**Assignment:** Character for character, give back every line below.

**Dataset excerpts:**
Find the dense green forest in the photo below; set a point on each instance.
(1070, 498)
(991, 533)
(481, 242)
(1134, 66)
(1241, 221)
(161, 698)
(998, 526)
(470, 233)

**The completed task:**
Find the dense green forest in the photo below; set a point on each instance.
(1070, 498)
(991, 533)
(481, 242)
(1134, 66)
(1241, 221)
(161, 698)
(998, 526)
(470, 233)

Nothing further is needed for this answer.